* EXERCISE REQUIREMENTS
Repeat word for word the line with "Where can the hiker in" and every line after it until the records below run out.

* AVAILABLE DATA
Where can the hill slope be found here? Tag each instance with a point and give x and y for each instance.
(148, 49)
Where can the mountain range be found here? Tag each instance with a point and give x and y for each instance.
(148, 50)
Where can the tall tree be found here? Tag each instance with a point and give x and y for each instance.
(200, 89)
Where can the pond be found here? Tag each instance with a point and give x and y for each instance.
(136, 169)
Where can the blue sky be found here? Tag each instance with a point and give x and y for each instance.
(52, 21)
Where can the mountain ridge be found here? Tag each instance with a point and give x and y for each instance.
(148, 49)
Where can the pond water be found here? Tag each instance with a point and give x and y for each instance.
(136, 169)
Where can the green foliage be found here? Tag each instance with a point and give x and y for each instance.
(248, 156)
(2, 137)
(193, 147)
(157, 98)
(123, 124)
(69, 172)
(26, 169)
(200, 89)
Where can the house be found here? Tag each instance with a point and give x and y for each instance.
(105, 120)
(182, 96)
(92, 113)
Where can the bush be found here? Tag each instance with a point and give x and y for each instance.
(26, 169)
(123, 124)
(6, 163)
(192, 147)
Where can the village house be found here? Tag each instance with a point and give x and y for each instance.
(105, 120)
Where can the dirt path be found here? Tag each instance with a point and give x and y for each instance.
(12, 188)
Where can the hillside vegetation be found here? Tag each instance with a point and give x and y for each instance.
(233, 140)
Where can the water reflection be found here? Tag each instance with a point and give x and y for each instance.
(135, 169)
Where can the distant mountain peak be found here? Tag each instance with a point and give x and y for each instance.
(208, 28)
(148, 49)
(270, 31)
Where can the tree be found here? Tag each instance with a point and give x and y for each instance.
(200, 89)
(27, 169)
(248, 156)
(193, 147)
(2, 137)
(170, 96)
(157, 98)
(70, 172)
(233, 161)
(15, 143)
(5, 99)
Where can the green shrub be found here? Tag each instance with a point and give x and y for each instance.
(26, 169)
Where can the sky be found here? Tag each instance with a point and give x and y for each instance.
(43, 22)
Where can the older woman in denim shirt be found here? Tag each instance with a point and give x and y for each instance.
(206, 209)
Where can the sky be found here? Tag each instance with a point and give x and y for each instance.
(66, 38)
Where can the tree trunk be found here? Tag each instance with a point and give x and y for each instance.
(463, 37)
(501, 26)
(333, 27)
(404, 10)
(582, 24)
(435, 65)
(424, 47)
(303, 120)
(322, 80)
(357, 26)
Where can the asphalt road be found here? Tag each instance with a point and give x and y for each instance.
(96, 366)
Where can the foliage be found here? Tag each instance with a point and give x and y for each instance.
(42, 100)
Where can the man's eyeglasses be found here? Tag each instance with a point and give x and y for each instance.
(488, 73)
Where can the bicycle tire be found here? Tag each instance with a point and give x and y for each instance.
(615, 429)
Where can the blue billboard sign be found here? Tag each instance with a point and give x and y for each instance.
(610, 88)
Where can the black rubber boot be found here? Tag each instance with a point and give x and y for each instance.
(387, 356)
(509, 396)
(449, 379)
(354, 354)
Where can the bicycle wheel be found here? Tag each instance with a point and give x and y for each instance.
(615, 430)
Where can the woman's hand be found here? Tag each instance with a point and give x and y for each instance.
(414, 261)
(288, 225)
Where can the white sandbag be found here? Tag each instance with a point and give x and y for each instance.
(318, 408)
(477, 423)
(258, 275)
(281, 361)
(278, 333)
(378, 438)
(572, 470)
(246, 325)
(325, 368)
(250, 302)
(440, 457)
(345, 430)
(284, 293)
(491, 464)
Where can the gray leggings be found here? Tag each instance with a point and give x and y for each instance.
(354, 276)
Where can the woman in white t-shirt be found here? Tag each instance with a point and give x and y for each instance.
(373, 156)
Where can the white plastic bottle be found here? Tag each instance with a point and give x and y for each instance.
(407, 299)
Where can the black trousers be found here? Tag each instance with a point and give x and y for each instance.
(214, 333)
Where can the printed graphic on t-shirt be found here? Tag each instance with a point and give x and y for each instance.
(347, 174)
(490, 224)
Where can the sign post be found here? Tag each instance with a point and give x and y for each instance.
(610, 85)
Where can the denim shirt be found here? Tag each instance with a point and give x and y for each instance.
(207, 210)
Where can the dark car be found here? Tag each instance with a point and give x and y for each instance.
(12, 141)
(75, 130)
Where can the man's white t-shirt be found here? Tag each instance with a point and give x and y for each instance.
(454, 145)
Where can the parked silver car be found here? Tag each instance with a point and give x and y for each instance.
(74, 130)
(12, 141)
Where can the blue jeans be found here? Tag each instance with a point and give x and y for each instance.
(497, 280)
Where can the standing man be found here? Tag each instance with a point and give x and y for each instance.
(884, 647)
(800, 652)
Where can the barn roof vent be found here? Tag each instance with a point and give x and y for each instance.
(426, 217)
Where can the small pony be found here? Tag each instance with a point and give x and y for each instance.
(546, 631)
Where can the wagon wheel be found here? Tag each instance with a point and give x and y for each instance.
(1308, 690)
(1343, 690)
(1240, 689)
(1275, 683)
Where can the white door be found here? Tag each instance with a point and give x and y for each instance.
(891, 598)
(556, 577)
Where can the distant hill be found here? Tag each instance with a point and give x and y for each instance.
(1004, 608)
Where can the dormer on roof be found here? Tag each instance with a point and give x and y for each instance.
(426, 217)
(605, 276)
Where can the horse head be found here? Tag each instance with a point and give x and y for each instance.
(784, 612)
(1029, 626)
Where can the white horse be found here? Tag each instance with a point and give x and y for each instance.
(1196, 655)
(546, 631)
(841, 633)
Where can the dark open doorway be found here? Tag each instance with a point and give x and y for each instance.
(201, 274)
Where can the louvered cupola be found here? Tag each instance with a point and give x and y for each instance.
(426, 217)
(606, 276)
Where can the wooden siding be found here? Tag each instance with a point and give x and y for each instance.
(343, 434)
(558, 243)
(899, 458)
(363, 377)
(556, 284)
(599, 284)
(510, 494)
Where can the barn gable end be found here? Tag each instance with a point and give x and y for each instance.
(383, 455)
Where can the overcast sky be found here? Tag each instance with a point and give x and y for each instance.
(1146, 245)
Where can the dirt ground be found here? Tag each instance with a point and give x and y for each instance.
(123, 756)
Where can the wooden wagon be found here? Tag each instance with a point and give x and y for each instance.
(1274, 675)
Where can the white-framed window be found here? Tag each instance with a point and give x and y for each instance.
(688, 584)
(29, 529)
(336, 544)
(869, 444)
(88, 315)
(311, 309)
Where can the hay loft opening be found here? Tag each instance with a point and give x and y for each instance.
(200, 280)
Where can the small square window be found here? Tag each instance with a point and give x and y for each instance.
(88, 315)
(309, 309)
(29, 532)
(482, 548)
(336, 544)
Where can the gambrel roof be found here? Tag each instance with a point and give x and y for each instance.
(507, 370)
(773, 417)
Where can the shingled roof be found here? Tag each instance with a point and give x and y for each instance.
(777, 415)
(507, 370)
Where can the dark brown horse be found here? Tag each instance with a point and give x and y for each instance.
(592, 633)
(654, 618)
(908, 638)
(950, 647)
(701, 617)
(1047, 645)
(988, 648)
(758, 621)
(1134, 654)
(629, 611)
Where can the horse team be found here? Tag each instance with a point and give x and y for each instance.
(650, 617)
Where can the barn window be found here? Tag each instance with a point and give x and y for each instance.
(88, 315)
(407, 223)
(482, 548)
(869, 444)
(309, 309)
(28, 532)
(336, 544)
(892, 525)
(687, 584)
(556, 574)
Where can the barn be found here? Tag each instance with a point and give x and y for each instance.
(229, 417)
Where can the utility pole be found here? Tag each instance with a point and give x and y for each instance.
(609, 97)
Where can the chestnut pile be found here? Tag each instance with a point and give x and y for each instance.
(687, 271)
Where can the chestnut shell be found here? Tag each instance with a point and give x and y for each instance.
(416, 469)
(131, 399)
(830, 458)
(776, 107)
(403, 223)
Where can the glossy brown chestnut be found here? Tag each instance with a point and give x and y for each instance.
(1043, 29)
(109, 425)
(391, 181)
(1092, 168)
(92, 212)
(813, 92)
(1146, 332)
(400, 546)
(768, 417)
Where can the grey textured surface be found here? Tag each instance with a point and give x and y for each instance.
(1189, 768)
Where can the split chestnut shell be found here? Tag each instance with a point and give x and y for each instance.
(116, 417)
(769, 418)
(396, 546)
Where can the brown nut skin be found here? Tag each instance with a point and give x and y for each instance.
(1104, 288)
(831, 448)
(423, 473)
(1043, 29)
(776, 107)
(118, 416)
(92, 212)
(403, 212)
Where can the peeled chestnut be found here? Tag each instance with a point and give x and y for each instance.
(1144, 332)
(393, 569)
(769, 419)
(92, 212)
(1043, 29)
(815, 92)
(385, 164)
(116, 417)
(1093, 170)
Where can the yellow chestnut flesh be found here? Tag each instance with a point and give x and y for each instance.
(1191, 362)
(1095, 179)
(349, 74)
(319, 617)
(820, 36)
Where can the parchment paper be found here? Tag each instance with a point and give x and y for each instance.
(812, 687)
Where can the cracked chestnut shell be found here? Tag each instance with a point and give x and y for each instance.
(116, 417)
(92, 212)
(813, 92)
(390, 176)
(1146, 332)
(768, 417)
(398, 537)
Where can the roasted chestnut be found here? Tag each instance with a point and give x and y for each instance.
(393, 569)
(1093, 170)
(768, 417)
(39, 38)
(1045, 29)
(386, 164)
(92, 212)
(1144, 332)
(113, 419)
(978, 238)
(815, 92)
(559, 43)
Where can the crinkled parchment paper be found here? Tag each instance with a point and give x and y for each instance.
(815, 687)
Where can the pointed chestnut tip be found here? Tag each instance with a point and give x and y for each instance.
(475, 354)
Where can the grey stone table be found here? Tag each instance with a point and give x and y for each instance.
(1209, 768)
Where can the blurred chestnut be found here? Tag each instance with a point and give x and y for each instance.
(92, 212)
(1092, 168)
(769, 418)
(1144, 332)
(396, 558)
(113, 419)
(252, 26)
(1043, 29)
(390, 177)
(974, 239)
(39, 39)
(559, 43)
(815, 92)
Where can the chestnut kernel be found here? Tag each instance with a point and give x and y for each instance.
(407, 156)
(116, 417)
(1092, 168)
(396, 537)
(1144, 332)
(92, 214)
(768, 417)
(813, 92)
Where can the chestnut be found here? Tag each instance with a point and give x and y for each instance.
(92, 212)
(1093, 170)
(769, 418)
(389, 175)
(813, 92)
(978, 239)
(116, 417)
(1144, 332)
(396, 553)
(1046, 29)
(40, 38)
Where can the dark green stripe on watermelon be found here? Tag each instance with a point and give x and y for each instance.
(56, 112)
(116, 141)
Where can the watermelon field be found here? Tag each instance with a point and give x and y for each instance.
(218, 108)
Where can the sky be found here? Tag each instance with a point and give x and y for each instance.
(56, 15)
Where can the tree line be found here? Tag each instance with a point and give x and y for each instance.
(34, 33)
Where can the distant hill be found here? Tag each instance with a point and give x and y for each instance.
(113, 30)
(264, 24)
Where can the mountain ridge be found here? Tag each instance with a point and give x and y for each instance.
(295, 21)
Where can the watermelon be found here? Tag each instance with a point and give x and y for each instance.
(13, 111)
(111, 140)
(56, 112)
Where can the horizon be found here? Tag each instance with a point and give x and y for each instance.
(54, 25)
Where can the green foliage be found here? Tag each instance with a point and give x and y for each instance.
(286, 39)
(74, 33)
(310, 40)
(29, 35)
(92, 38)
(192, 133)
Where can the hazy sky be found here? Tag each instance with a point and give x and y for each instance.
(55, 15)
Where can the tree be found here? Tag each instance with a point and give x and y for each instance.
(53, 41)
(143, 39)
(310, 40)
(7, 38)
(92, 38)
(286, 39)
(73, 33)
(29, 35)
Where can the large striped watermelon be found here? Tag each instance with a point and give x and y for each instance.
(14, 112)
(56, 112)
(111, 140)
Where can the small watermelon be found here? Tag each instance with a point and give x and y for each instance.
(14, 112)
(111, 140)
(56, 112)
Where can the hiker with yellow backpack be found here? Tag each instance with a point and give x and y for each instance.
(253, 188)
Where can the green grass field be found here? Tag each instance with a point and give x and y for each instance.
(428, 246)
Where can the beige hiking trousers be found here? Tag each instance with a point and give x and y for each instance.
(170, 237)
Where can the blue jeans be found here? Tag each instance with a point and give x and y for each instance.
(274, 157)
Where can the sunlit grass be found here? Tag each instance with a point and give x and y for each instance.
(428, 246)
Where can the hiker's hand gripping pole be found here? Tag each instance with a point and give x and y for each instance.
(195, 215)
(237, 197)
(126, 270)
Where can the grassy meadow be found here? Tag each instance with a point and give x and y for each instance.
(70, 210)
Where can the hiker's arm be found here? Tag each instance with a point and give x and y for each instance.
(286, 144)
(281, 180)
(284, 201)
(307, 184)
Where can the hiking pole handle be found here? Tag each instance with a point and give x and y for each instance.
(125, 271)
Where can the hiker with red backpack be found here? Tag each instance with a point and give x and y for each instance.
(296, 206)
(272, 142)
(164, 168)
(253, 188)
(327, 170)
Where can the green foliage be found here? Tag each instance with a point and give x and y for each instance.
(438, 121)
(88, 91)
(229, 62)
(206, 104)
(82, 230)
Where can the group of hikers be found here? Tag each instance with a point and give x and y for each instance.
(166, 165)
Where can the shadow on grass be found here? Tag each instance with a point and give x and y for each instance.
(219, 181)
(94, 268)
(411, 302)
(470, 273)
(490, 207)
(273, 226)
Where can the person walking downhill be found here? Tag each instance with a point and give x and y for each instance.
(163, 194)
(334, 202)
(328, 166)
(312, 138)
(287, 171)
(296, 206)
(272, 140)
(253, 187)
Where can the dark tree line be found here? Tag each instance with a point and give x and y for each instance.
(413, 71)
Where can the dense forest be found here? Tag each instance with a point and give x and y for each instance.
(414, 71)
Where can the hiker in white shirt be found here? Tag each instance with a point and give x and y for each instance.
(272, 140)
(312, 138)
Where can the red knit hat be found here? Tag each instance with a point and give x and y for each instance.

* RESULT OF THIS EXERCISE
Where can the hiker in white shirt be found here? Tag each instance with a point and give x and y for each instance.
(272, 140)
(312, 138)
Where can the red knit hat be found here? Tag each instance with a point and give x and y for each instance.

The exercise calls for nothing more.